— begin Source records —

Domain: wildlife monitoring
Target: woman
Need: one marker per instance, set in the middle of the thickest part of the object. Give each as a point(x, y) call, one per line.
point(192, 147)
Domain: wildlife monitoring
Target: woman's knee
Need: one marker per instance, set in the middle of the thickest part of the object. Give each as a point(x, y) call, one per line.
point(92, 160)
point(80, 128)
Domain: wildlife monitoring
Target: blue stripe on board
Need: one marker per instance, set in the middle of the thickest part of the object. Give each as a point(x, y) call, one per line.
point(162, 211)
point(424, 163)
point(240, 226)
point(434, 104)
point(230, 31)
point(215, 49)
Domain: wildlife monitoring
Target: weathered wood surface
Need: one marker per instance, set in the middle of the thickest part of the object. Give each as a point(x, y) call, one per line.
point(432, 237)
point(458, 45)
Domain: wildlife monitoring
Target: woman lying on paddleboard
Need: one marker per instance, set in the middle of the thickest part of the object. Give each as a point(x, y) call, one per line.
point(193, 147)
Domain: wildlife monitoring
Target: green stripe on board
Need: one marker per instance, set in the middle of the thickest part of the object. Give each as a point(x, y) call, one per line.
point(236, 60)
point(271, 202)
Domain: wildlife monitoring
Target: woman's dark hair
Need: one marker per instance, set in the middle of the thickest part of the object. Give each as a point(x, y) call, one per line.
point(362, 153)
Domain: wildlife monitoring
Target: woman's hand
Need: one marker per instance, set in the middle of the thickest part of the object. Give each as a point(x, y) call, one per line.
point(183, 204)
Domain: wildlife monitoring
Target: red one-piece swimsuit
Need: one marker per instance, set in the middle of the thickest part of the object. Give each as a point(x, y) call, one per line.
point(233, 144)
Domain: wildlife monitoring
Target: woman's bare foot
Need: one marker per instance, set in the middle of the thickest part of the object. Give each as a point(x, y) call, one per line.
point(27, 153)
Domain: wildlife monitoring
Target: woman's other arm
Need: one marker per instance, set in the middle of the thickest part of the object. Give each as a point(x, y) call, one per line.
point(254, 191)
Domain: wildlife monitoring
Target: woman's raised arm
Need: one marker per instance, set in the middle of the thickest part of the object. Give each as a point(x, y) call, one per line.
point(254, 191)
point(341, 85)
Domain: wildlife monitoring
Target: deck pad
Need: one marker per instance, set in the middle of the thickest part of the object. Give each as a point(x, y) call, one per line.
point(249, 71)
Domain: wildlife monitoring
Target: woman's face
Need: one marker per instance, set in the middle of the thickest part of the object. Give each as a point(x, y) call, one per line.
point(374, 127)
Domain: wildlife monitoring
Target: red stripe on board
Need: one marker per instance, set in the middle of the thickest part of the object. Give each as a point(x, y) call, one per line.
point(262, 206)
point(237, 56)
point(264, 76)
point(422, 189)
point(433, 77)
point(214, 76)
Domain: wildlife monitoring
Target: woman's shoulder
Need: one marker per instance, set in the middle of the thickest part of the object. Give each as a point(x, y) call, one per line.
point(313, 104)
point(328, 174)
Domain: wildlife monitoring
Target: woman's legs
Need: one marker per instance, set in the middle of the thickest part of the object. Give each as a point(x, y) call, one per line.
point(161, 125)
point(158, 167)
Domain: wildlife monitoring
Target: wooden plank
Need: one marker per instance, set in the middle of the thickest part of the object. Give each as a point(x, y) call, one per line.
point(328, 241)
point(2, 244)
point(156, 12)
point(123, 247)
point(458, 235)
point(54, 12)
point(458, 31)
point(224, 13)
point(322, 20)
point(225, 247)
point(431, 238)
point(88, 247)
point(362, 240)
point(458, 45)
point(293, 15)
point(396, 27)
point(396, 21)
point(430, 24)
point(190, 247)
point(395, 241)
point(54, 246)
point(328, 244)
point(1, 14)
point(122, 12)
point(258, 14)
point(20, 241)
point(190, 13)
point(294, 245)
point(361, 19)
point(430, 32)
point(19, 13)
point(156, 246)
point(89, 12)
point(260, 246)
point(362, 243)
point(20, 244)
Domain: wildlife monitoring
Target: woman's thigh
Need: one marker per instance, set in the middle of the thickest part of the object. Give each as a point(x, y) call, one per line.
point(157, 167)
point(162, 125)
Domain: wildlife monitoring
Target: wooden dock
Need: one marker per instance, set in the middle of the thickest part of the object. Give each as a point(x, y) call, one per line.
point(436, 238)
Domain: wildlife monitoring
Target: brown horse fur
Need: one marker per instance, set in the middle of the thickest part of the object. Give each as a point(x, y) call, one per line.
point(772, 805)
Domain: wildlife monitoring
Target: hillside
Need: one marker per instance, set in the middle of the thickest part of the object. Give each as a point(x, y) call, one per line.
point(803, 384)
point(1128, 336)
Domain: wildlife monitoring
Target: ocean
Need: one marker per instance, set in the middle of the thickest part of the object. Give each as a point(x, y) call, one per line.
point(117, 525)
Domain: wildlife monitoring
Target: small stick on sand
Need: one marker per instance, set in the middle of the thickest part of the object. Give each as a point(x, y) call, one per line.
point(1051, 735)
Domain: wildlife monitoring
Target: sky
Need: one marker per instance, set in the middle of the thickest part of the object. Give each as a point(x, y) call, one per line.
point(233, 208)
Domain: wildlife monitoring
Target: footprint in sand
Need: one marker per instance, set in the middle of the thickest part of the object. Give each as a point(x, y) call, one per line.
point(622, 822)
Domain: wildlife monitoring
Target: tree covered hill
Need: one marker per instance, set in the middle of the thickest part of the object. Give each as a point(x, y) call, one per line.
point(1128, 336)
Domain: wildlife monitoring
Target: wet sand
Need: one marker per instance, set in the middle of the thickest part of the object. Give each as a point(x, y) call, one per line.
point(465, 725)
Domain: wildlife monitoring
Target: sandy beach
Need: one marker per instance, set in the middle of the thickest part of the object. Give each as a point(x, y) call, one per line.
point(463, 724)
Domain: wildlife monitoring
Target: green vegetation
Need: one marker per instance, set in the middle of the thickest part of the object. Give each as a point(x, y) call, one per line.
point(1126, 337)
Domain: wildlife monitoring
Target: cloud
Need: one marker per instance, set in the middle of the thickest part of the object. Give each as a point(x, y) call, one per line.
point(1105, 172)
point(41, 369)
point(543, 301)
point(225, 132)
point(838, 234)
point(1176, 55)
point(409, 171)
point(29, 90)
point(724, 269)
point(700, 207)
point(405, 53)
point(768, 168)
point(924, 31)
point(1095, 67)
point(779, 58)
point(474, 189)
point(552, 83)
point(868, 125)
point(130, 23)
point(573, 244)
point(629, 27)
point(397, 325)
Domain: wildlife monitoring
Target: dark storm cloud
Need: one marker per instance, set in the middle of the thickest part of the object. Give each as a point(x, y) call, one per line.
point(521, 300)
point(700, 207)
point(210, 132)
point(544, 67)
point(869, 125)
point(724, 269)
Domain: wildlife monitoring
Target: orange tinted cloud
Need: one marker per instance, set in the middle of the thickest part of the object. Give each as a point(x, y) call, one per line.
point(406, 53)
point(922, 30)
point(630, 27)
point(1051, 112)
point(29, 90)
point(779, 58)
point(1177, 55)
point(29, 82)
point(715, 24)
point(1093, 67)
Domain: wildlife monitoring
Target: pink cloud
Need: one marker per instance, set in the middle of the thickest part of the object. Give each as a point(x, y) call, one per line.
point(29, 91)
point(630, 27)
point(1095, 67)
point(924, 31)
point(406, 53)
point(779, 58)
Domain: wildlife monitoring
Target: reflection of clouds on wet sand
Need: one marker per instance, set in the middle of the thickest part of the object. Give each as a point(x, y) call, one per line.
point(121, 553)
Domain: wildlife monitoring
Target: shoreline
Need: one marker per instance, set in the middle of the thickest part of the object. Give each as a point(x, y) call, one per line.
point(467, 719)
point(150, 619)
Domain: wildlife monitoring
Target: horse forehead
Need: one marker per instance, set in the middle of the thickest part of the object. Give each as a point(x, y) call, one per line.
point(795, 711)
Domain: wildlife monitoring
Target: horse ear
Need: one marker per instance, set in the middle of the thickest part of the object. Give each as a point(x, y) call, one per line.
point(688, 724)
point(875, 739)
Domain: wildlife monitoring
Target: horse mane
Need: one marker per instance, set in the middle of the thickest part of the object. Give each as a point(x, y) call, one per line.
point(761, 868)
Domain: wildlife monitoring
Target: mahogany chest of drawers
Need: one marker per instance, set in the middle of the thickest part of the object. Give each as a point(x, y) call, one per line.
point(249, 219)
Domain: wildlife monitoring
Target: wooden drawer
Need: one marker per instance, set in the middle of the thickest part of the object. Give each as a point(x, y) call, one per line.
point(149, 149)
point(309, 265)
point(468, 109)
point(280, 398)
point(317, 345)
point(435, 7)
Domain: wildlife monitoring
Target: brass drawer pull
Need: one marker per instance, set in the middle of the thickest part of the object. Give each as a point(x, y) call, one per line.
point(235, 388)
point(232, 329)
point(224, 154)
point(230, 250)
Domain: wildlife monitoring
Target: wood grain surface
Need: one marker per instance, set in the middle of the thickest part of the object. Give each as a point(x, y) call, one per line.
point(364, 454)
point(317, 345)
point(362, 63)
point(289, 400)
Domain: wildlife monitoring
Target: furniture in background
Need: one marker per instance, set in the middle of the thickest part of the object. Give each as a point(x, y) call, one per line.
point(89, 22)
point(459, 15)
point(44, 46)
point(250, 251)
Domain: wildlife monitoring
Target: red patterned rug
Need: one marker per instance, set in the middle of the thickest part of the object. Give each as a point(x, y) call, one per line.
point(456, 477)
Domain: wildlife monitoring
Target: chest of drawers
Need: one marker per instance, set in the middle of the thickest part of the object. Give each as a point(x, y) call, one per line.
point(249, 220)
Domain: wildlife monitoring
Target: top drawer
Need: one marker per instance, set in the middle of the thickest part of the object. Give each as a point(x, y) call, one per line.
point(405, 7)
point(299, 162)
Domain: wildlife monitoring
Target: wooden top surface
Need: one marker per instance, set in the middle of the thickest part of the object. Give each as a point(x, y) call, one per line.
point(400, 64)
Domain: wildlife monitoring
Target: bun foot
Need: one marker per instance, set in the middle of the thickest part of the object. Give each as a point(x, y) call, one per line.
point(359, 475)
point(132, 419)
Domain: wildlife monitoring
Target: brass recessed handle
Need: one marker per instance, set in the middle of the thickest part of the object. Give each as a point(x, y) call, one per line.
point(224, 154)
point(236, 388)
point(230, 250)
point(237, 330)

— end Source records —

● **Work to do**
Reproduce the data from its first line through the line containing "point(193, 147)", swapping every "wildlife monitoring" for "habitat survey" and leaving everything else untouched.

● **Exercise response**
Domain: habitat survey
Target: woman
Need: one marker per instance, set in the middle of the thickest part of the object. Give each as a point(x, y) call, one per line.
point(192, 147)
Domain: habitat survey
Target: woman's knee
Need: one marker per instance, set in the middle of the thickest part of the object. Give each as a point(x, y) call, one per line.
point(92, 160)
point(80, 128)
Domain: habitat survey
Target: blue stripe on board
Need: one marker per instance, set in the middle of the thickest part of the object. Give each as a point(x, y) call, one per line.
point(162, 211)
point(424, 163)
point(240, 226)
point(434, 104)
point(230, 31)
point(215, 49)
Domain: habitat survey
Target: weathered wood surface
Need: one marker per instance, set in the middle of the thickest part of the object. Give each as a point(x, y) call, one per line.
point(432, 237)
point(458, 45)
Domain: habitat survey
Target: woman lying on paddleboard
Need: one marker per instance, set in the middle of the thickest part of the object. Give each as a point(x, y) call, one per line.
point(193, 147)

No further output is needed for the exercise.